## SOURCE RECORDS

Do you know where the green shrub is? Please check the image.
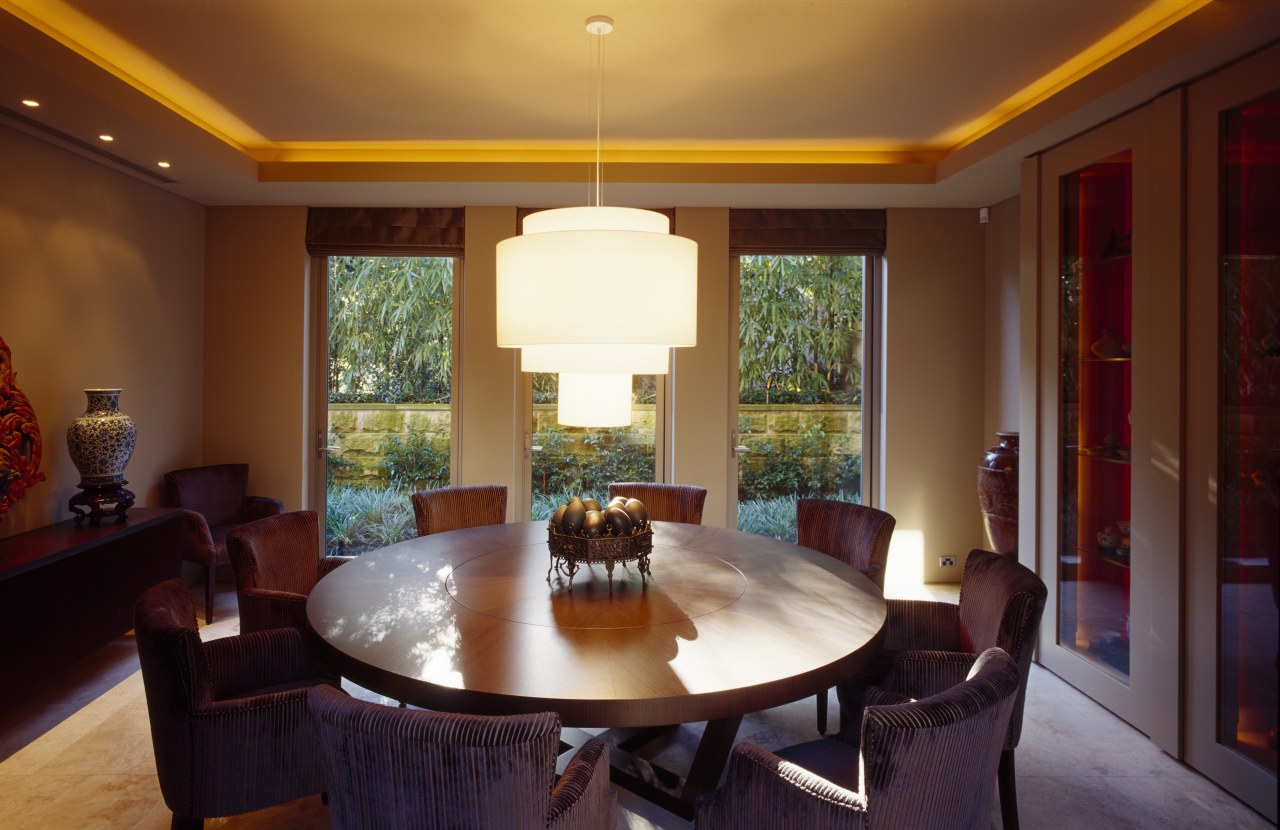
[737,491,861,542]
[378,427,449,491]
[534,428,654,503]
[737,496,796,542]
[737,419,863,502]
[325,483,416,556]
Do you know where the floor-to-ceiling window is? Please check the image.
[324,256,454,555]
[735,254,870,541]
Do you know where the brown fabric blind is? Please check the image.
[728,208,884,256]
[307,208,466,256]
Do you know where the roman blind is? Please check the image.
[307,208,466,256]
[728,208,884,256]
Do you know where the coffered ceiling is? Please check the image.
[0,0,1280,206]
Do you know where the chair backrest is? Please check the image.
[609,482,707,524]
[796,498,897,590]
[164,464,248,528]
[227,510,320,594]
[410,484,507,537]
[133,579,212,804]
[307,687,559,830]
[959,549,1048,749]
[859,648,1019,830]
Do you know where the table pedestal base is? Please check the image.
[561,715,742,821]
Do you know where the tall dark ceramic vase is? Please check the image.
[978,433,1018,556]
[67,389,138,524]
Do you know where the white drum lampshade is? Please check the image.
[556,371,631,427]
[497,206,698,350]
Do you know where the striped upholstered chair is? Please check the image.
[796,498,897,734]
[698,648,1018,830]
[164,464,284,623]
[609,482,707,524]
[227,510,355,634]
[308,688,618,830]
[133,579,338,830]
[837,551,1048,830]
[410,484,507,537]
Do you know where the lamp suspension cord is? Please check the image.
[593,23,605,208]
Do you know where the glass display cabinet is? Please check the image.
[1057,150,1133,683]
[1217,92,1280,775]
[1023,95,1183,752]
[1185,46,1280,821]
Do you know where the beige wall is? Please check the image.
[0,127,205,537]
[0,126,998,579]
[456,208,519,521]
[664,208,737,528]
[204,208,315,510]
[882,209,987,582]
[983,196,1021,446]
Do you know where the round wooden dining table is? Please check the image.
[307,521,884,815]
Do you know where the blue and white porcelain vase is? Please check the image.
[67,389,138,488]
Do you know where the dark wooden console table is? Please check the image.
[0,507,182,701]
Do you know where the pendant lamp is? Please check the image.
[497,17,698,427]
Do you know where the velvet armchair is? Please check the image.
[796,498,897,734]
[164,464,284,623]
[609,482,707,524]
[227,510,355,633]
[837,551,1048,830]
[696,648,1018,830]
[134,579,338,830]
[308,687,617,830]
[410,484,507,537]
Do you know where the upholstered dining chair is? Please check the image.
[164,464,284,623]
[133,579,337,830]
[609,482,707,524]
[227,510,355,634]
[796,498,897,734]
[696,648,1018,830]
[837,551,1048,830]
[308,687,618,830]
[410,484,507,537]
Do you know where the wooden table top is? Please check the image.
[307,523,884,726]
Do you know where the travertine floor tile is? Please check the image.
[0,576,1274,830]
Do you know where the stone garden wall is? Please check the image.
[329,403,863,478]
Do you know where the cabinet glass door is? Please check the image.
[1217,94,1280,775]
[1057,151,1133,684]
[1185,45,1280,821]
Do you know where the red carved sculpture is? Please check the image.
[0,337,45,516]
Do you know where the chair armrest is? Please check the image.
[867,651,978,704]
[205,628,328,701]
[180,510,214,565]
[182,688,324,799]
[698,743,868,830]
[241,496,284,523]
[238,588,307,633]
[882,599,960,652]
[320,556,357,578]
[547,738,618,830]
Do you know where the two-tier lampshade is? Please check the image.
[497,206,698,427]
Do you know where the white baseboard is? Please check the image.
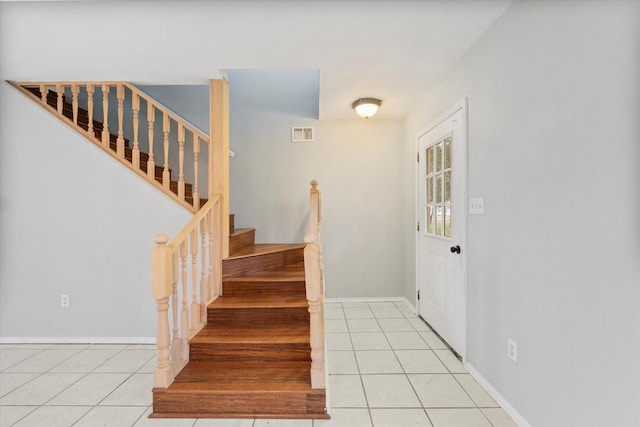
[0,337,156,344]
[464,360,531,427]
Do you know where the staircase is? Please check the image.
[25,87,207,206]
[12,80,329,419]
[151,217,329,419]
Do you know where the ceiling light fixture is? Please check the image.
[351,98,382,119]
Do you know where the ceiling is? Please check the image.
[0,0,512,119]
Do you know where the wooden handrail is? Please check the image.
[304,181,326,389]
[151,194,222,388]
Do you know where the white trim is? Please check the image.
[413,96,469,362]
[463,361,531,427]
[0,337,156,344]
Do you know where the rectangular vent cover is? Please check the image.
[291,127,313,142]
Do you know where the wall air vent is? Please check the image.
[291,127,313,142]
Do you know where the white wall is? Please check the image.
[0,83,191,341]
[229,70,403,298]
[404,1,640,427]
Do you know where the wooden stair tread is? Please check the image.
[207,295,308,310]
[226,243,306,260]
[224,262,305,282]
[167,362,316,394]
[190,325,309,344]
[229,228,256,237]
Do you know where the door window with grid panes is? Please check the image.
[424,135,452,237]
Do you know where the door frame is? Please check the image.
[414,96,469,361]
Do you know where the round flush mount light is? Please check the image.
[351,98,382,119]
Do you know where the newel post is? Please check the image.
[208,79,229,258]
[151,233,173,388]
[304,234,325,389]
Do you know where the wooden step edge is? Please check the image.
[207,297,309,310]
[229,228,256,237]
[149,412,331,420]
[223,243,306,261]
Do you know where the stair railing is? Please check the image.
[304,181,326,389]
[12,82,210,213]
[152,195,223,388]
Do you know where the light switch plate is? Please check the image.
[469,199,484,215]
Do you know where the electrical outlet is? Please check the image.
[507,338,518,362]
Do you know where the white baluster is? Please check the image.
[102,84,111,149]
[116,83,124,159]
[189,227,200,329]
[87,84,96,139]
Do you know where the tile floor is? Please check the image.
[0,302,516,427]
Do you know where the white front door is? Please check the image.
[416,101,467,358]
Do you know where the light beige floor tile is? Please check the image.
[73,406,147,427]
[362,375,421,408]
[351,332,391,350]
[371,408,431,427]
[0,406,38,427]
[0,373,82,405]
[342,302,369,309]
[420,331,448,350]
[356,350,403,374]
[326,334,353,350]
[253,419,313,427]
[95,350,156,373]
[50,344,92,351]
[327,351,359,374]
[324,319,349,334]
[0,347,42,371]
[329,375,367,408]
[0,372,40,397]
[480,408,518,427]
[433,350,467,374]
[324,302,342,309]
[398,305,418,319]
[89,344,129,350]
[371,306,404,319]
[385,332,429,350]
[51,349,120,373]
[407,317,431,332]
[454,374,500,408]
[100,374,153,406]
[47,373,129,406]
[192,418,254,427]
[313,408,372,427]
[14,406,91,427]
[378,318,414,332]
[409,374,476,408]
[127,344,158,351]
[133,408,196,427]
[0,343,18,351]
[344,307,373,319]
[324,308,344,320]
[13,343,54,350]
[347,319,382,333]
[396,350,449,374]
[6,349,80,372]
[136,357,158,374]
[369,301,396,309]
[427,408,491,427]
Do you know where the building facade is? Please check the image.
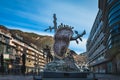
[86,0,120,73]
[0,26,46,74]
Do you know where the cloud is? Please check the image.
[69,38,87,53]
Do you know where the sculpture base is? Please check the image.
[42,72,88,78]
[44,58,80,72]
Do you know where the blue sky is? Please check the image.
[0,0,98,53]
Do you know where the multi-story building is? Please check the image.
[0,26,15,74]
[86,0,120,73]
[0,26,46,73]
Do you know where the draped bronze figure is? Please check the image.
[45,14,86,71]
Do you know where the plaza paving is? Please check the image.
[0,74,120,80]
[0,75,33,80]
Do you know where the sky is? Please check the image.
[0,0,98,54]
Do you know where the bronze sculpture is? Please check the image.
[45,14,86,59]
[44,14,86,72]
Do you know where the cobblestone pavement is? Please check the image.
[0,74,120,80]
[88,74,120,80]
[0,75,33,80]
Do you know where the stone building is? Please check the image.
[0,25,46,74]
[86,0,120,74]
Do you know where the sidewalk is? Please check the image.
[0,75,33,80]
[89,74,120,80]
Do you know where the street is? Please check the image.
[0,74,120,80]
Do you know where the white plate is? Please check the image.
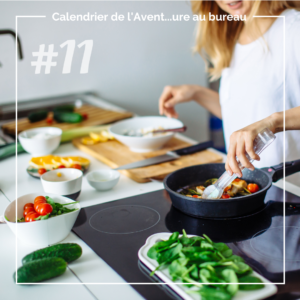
[138,232,277,300]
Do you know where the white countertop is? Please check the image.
[0,96,300,300]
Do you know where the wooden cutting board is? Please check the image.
[73,138,222,183]
[2,105,133,135]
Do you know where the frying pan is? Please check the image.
[164,160,300,218]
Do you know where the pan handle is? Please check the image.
[263,159,300,182]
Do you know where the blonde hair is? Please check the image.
[191,0,299,80]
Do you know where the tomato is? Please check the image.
[35,203,53,216]
[25,213,40,222]
[72,164,81,170]
[34,196,47,204]
[221,194,230,199]
[233,178,242,182]
[46,118,53,124]
[24,203,33,210]
[38,168,47,175]
[247,183,259,193]
[23,207,35,218]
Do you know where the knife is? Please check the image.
[114,141,213,170]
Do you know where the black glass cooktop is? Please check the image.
[73,186,300,300]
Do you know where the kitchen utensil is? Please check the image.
[73,138,223,183]
[124,126,187,137]
[4,193,80,247]
[202,128,276,199]
[114,141,213,170]
[86,170,120,191]
[109,116,184,152]
[138,232,277,300]
[164,160,300,218]
[41,168,83,200]
[2,104,133,135]
[18,127,62,156]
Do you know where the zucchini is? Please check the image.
[22,243,82,265]
[28,110,48,123]
[13,257,67,283]
[53,104,75,112]
[0,143,25,160]
[53,111,83,123]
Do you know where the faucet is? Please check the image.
[0,29,23,66]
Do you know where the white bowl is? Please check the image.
[109,116,184,152]
[41,168,83,200]
[86,170,120,191]
[18,127,62,156]
[4,193,80,247]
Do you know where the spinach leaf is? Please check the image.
[239,276,265,291]
[222,269,239,296]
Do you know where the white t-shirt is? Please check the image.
[220,9,300,184]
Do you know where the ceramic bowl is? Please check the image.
[18,127,62,156]
[41,168,83,200]
[109,117,184,152]
[86,170,120,191]
[4,193,80,247]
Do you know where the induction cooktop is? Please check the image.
[73,186,300,300]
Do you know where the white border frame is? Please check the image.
[15,15,285,286]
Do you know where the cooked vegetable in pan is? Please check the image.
[178,178,259,199]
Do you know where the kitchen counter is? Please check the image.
[0,99,300,300]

## WHAT IS EXPECTED
Turn the items, from the very first line through the line containing "[0,0,1280,206]", into a JSON list of strings with one string per line, skipping blank lines and leaving out the picture.

## FULL SOLUTION
[
  "Do you know where the green shrub is? Please check the image.",
  "[737,491,861,542]",
  "[378,427,449,491]",
  "[534,428,654,503]",
  "[737,496,796,542]",
  "[737,419,863,502]",
  "[325,483,416,556]",
  "Do you know where the floor-to-ceiling window is? Please check the image.",
  "[324,256,454,555]",
  "[735,254,870,541]",
  "Do you know where the brown fabric blind is? Please check the image.",
  "[728,208,884,256]",
  "[307,208,466,256]",
  "Do you know where the roman blind is? Please check the image.",
  "[307,208,466,256]",
  "[728,208,884,256]",
  "Do you know where the coffered ceiling is? Please check the image.",
  "[0,0,1280,206]"
]